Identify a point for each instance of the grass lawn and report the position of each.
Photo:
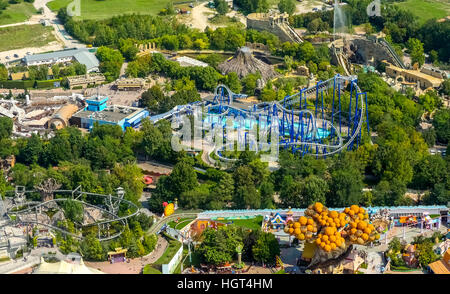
(149, 270)
(155, 268)
(426, 9)
(25, 36)
(181, 224)
(94, 9)
(173, 247)
(252, 223)
(17, 13)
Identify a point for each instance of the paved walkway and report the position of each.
(136, 265)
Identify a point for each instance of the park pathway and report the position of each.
(135, 265)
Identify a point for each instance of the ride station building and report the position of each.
(98, 111)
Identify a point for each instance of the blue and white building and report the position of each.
(97, 110)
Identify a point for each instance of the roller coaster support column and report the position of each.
(367, 114)
(350, 109)
(339, 95)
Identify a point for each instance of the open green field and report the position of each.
(17, 13)
(23, 36)
(180, 224)
(94, 9)
(252, 223)
(426, 9)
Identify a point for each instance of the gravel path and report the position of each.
(135, 265)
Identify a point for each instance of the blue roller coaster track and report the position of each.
(320, 120)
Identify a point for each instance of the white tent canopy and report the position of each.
(63, 267)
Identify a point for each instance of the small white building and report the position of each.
(82, 55)
(187, 61)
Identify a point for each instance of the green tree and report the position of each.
(3, 72)
(219, 246)
(221, 6)
(441, 123)
(92, 249)
(266, 248)
(73, 210)
(183, 177)
(233, 82)
(426, 254)
(287, 6)
(416, 50)
(345, 187)
(6, 127)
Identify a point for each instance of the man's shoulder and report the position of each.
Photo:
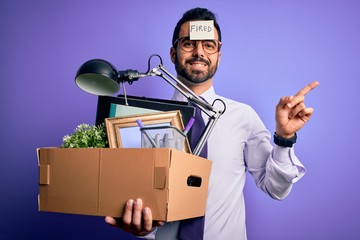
(234, 104)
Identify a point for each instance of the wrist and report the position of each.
(284, 142)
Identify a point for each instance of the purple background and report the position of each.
(271, 49)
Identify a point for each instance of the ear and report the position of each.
(172, 54)
(219, 58)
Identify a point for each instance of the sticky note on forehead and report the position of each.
(200, 30)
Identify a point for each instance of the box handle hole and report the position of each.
(194, 181)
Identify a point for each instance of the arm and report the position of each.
(276, 169)
(136, 219)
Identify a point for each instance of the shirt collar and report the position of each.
(208, 95)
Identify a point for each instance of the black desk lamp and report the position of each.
(100, 77)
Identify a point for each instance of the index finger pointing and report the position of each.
(308, 88)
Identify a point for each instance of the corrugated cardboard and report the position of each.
(99, 181)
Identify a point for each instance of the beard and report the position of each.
(195, 76)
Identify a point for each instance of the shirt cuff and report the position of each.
(286, 159)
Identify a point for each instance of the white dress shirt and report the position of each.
(238, 143)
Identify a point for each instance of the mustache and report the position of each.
(197, 59)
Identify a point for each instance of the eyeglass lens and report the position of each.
(209, 46)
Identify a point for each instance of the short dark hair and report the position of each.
(195, 14)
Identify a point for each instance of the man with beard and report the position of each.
(238, 142)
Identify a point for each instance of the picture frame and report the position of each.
(124, 132)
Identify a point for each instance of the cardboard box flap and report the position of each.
(44, 174)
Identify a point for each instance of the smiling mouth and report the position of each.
(197, 64)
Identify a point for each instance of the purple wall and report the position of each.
(270, 50)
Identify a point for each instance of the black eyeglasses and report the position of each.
(209, 46)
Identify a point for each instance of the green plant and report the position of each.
(87, 136)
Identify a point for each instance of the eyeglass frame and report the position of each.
(196, 41)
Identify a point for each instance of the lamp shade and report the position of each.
(98, 77)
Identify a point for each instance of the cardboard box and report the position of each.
(99, 181)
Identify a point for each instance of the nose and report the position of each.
(199, 50)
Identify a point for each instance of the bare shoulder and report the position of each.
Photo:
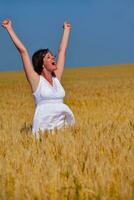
(34, 81)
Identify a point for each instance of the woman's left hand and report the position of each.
(67, 25)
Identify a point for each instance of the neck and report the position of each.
(47, 75)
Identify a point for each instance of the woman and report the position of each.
(44, 76)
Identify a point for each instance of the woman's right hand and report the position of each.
(7, 23)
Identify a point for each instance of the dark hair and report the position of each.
(37, 59)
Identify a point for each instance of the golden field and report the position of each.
(92, 160)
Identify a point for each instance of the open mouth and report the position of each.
(53, 63)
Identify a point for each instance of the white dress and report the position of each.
(50, 112)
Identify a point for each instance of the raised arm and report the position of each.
(31, 75)
(62, 50)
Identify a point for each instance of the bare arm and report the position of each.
(62, 50)
(31, 75)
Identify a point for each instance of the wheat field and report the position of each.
(92, 160)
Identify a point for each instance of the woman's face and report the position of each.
(49, 62)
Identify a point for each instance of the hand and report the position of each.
(7, 23)
(67, 25)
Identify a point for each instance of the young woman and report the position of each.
(44, 76)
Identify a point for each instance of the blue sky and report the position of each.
(102, 31)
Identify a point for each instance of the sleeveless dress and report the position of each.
(50, 112)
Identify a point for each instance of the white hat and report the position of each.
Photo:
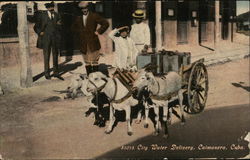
(139, 14)
(83, 4)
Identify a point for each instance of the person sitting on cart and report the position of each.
(125, 49)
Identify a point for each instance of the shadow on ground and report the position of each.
(63, 68)
(241, 86)
(215, 127)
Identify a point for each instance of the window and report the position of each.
(8, 26)
(170, 12)
(194, 14)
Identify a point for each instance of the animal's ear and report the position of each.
(149, 67)
(150, 77)
(83, 76)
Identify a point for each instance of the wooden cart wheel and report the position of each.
(197, 89)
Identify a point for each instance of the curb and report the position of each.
(225, 60)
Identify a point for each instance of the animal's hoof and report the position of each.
(107, 132)
(169, 122)
(101, 124)
(165, 136)
(130, 133)
(97, 123)
(156, 133)
(137, 121)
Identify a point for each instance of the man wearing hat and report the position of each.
(85, 28)
(46, 27)
(125, 49)
(140, 32)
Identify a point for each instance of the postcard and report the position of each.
(124, 79)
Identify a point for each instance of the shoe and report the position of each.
(47, 77)
(95, 68)
(88, 69)
(58, 76)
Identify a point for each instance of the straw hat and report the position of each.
(49, 5)
(83, 4)
(139, 14)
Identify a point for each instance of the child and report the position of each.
(126, 51)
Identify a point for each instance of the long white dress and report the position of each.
(125, 50)
(140, 34)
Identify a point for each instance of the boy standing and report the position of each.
(126, 51)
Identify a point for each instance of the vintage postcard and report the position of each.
(124, 79)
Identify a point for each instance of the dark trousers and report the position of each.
(49, 46)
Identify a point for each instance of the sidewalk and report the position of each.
(225, 52)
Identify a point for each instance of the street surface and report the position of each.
(37, 123)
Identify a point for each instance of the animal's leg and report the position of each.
(157, 122)
(74, 93)
(165, 119)
(138, 119)
(128, 114)
(146, 115)
(111, 119)
(169, 114)
(180, 96)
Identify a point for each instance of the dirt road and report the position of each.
(37, 123)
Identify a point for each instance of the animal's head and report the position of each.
(96, 80)
(144, 80)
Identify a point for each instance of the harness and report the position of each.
(113, 100)
(100, 88)
(125, 78)
(164, 97)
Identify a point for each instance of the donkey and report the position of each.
(162, 90)
(119, 97)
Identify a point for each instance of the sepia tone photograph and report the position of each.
(125, 79)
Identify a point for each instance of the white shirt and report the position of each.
(125, 49)
(50, 15)
(247, 138)
(140, 34)
(84, 17)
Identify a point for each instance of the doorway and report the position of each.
(182, 22)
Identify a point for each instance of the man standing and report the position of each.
(48, 37)
(126, 51)
(85, 27)
(140, 32)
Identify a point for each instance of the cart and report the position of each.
(195, 85)
(194, 78)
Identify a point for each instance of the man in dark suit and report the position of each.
(47, 28)
(86, 34)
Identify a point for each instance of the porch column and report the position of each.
(23, 35)
(158, 26)
(217, 24)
▬▬▬
→ Task brief: Restate each of the entries above word for word and skip every image.

→ Response:
Identify a point for each instance of the grass lawn and report the position of each.
Photo:
(149, 270)
(155, 268)
(426, 9)
(25, 36)
(181, 224)
(94, 9)
(173, 247)
(252, 223)
(17, 13)
Identify a point for each instance of the paved walkway and report the position of each.
(136, 265)
Identify a point for each instance of the park pathway and report the position of each.
(135, 265)
Identify a point for each instance of the ride station building and report the position of each.
(98, 111)
Identify a point for each instance of the blue and white building and report the position of each.
(97, 110)
Identify a point for each instance of the roller coaster support column and report the position of each.
(367, 114)
(350, 109)
(339, 95)
Identify a point for each instance of the open green field and report the position of each.
(17, 13)
(23, 36)
(180, 224)
(94, 9)
(252, 223)
(426, 9)
Identify a point for each instance of the gravel path and report the position of each.
(135, 265)
Identify a point for each instance of the blue roller coaster track and report the position of each.
(320, 120)
Identify a point for each instance of the white tent canopy and report the position of each.
(63, 267)
Identify a point for each instance of the small white building and report the position of each.
(82, 55)
(187, 61)
Identify a point for each instance of the green tree and report the position of each.
(3, 72)
(219, 246)
(221, 6)
(441, 123)
(92, 249)
(266, 248)
(73, 210)
(183, 177)
(233, 82)
(426, 254)
(287, 6)
(416, 50)
(345, 187)
(6, 127)
Identify a point for each instance of the man's shoulder and report the position of each.
Photo:
(234, 104)
Identify a point for each instance of the wrist and report the position of each.
(284, 142)
Identify a point for each instance of the purple background and report the position of each.
(271, 49)
Identify a point for each instance of the ear and report the position of each.
(172, 54)
(219, 58)
Identify a point for each instance of the sticky note on forehead and report the position of each.
(200, 30)
Identify a point for each instance of the box handle hole and report the position of each.
(194, 181)
Identify a point for each instance of the arm and report the position of each.
(276, 169)
(136, 219)
Identify a point for each instance of the shirt collar and report the position of each.
(208, 95)
Identify a point for each instance of the black desk lamp and report the position of each.
(100, 77)
Identify a point for each instance of the index finger pointing and report the position of each.
(308, 88)
Identify a point for each instance of the corrugated cardboard and report the position of each.
(99, 181)
Identify a point for each instance of the beard and report the position of each.
(195, 76)
Identify a point for each instance of the shirt cuff and report the position of each.
(286, 159)
Identify a point for each instance of the white dress shirt and report the position of each.
(238, 143)
Identify a point for each instance of the mustache and report the position of each.
(197, 59)
Identify a point for each instance of the eyeglass lens and report the position of each.
(209, 46)
Identify a point for each instance of the short dark hair and report the position of each.
(195, 14)
Identify a point for each instance of the man with beard and report the position of each.
(238, 142)
Identify a point for each instance of the picture frame and report the position of each.
(124, 132)
Identify a point for each instance of the cardboard box flap and report the position of each.
(44, 174)
Identify a point for each instance of the smiling mouth and report the position of each.
(197, 64)
Identify a point for each instance of the purple wall and report the position of each.
(270, 50)
Identify a point for each instance of the black eyeglasses and report the position of each.
(209, 46)
Identify a point for each instance of the green plant and report the position of each.
(87, 136)
Identify a point for each instance of the eyeglass frame and report the position of each.
(196, 41)
Identify a point for each instance of the lamp shade and report the position of each.
(98, 77)
Identify a point for each instance of the cardboard box and report the position of each.
(99, 181)
Identify a point for each instance of the nose and report the position of each.
(199, 50)
Identify a point for each instance of the bare shoulder and report the position of each.
Photo:
(34, 81)
Identify a point for each instance of the woman's left hand and report the position of each.
(67, 25)
Identify a point for each instance of the neck and report the position of each.
(47, 75)
Identify a point for each instance of the woman and report the position of each.
(44, 76)
Identify a point for each instance of the woman's right hand and report the position of each.
(7, 23)
Identify a point for each instance of the dark hair and report the position of each.
(37, 59)
Identify a point for each instance of the golden field and report the position of each.
(92, 160)
Identify a point for each instance of the open mouth and report the position of each.
(53, 63)
Identify a point for each instance of the white dress and report the position of each.
(50, 112)
Identify a point for each instance of the raised arm and report the position of each.
(31, 75)
(62, 50)
Identify a point for each instance of the bare arm and report the position of each.
(62, 50)
(31, 75)
Identify a point for each instance of the wheat field and report the position of each.
(92, 160)
Identify a point for each instance of the woman's face and report the position of each.
(49, 62)
Identify a point for each instance of the hand and report the position of each.
(7, 23)
(67, 25)
Identify a point for each instance of the young woman and report the position of each.
(44, 76)
Identify a point for each instance of the blue sky and report the position of each.
(102, 31)
Identify a point for each instance of the sleeveless dress and report the position of each.
(50, 112)
Identify a point for each instance of the white hat and report the position of each.
Photo:
(139, 14)
(83, 4)
Identify a point for each instance of the person sitting on cart and report the position of each.
(125, 49)
Identify a point for each instance of the shadow on ground and report the position of each.
(63, 68)
(241, 86)
(215, 127)
Identify a point for each instance of the window and report the position of each.
(8, 26)
(170, 12)
(194, 14)
Identify a point for each instance of the animal's ear and report the position of each.
(149, 67)
(150, 77)
(83, 76)
Identify a point for each instance of the wooden cart wheel and report the position of each.
(197, 89)
Identify a point for each instance of the curb and report the position of each.
(225, 60)
Identify a point for each instance of the animal's hoof and report the position of each.
(107, 132)
(169, 122)
(101, 124)
(165, 136)
(130, 133)
(97, 123)
(156, 133)
(137, 121)
Identify a point for each instance of the man wearing hat and report the position of each.
(85, 28)
(46, 27)
(125, 49)
(140, 32)
Identify a point for each instance of the postcard and report the position of each.
(124, 79)
Identify a point for each instance of the shoe and report the position of each.
(47, 77)
(95, 68)
(88, 69)
(58, 76)
Identify a point for each instance of the straw hat and report the position of each.
(49, 5)
(83, 4)
(139, 14)
Identify a point for each instance of the child and report the position of each.
(126, 51)
Identify a point for each instance of the long white dress and report the position of each.
(125, 50)
(140, 34)
Identify a point for each instance of the boy standing and report the position of each.
(126, 51)
Identify a point for each instance of the vintage postcard and report the position of each.
(124, 79)
Identify a point for each instance of the dark trousers and report the position of each.
(49, 46)
Identify a point for each instance of the sidewalk and report the position of each.
(225, 52)
Identify a point for each instance of the street surface and report the position of each.
(37, 123)
Identify a point for each instance of the animal's leg and report the position of each.
(157, 122)
(74, 93)
(165, 119)
(138, 119)
(128, 114)
(146, 115)
(111, 119)
(169, 114)
(180, 96)
Identify a point for each instance of the dirt road and report the position of each.
(37, 123)
Identify a point for each instance of the animal's head and report the position of each.
(96, 80)
(144, 80)
Identify a point for each instance of the harness and report the position of each.
(113, 100)
(100, 88)
(125, 78)
(164, 97)
Identify a point for each instance of the donkey and report the position of each.
(162, 90)
(119, 97)
Identify a point for each instance of the sepia tone photograph and report the position of each.
(125, 79)
Identify a point for each instance of the white shirt and report the position of each.
(125, 49)
(50, 15)
(247, 138)
(140, 34)
(84, 17)
Identify a point for each instance of the doorway and report the position of each.
(182, 22)
Identify a point for each instance of the man standing and report the position of each.
(48, 37)
(126, 51)
(85, 27)
(140, 32)
Identify a point for each instance of the cart and report the position of each.
(195, 85)
(194, 78)
Identify a point for each instance of the man in dark suit and report the position of each.
(47, 28)
(86, 34)
Identify a point for each instance of the porch column and report the position of each.
(23, 35)
(158, 26)
(217, 24)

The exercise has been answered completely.